Em certo momento de Demônio de Neon, um estilista esnobe declara que “beleza não é tudo; beleza é a única coisa que importa”. Aparentemente, o diretor dinamarquês Nicolas Winding Refn levou muito a sério o aforismo do próprio personagem e o aplicou à máxima: Demônio de Neon é lindo e cada frame seu poderia ser facilmente emoldurado, mas é tão substancial quanto um comercial de duas horas sobre cosméticos.

Desde que Drive o levou à aclamação mundial (e com razão), a pretensão parece ter sido o lema norteador da carreira de Winding Refn. Seu filme seguinte, Apenas Deus Perdoa, teve uma recepção irregular da crítica, mas tinha lá suas qualidades redentoras. Três anos depois, Demônio de Neon foi anunciado com tanto hype quanto os longas anteriores, prometendo ser um horror psicológico pesado aliado à mesma excelência visual de praxe. É uma pena ver que a promessa não se cumpre – na verdade, é difícil até mesmo classificar o filme como “terror”, quando não há nem mesmo uma ambientação do gênero.

══════════════════════════════

O problema – Transcreva na íntegra o texto sobre Demônio de Neon, sem nenhuma alteração. Os registros não guardam relação alguma com o texto.

══════════════════════════════

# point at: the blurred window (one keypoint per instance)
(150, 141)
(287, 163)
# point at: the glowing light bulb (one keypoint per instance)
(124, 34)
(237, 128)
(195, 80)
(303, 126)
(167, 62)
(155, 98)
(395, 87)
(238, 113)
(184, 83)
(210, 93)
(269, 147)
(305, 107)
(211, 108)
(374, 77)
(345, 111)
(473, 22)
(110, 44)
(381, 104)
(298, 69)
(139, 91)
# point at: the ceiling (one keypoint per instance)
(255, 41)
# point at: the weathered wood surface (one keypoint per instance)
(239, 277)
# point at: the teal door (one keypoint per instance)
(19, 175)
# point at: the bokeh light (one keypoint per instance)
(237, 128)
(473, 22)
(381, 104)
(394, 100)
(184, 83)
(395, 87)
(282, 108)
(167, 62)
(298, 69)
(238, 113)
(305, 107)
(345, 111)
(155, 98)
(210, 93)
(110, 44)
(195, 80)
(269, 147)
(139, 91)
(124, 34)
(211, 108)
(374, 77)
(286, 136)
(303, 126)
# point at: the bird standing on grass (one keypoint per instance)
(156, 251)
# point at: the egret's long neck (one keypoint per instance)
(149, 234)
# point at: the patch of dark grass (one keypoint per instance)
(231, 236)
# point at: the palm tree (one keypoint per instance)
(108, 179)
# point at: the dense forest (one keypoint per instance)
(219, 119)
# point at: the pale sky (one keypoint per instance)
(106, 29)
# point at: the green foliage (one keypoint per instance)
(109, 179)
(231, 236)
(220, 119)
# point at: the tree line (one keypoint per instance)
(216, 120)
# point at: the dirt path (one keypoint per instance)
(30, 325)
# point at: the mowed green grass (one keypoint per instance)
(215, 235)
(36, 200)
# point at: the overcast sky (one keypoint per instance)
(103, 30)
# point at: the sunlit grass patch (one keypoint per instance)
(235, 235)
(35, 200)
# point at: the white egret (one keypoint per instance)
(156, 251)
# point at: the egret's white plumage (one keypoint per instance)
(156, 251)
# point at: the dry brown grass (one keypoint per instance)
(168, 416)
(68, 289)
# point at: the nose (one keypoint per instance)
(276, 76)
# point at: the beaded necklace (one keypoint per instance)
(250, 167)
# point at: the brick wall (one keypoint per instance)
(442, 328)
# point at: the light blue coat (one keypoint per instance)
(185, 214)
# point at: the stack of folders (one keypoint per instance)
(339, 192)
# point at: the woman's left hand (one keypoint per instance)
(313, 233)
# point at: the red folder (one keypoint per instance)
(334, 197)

══════════════════════════════

Solução proposta –
Em certo momento de Demônio de Neon, um estilista esnobe declara que “beleza não é tudo; beleza é a única coisa que importa”. Aparentemente, o diretor dinamarquês Nicolas Winding Refn levou muito a sério o aforismo do próprio personagem e o aplicou à máxima: Demônio de Neon é lindo e cada frame seu poderia ser facilmente emoldurado, mas é tão substancial quanto um comercial de duas horas sobre cosméticos.

Desde que Drive o levou à aclamação mundial (e com razão), a pretensão parece ter sido o lema norteador da carreira de Winding Refn. Seu filme seguinte, Apenas Deus Perdoa, teve uma recepção irregular da crítica, mas tinha lá suas qualidades redentoras. Três anos depois, Demônio de Neon foi anunciado com tanto hype quanto os longas anteriores, prometendo ser um horror psicológico pesado aliado à mesma excelência visual de praxe. É uma pena ver que a promessa não se cumpre – na verdade, é difícil até mesmo classificar o filme como “terror”, quando não há nem mesmo uma ambientação do gênero.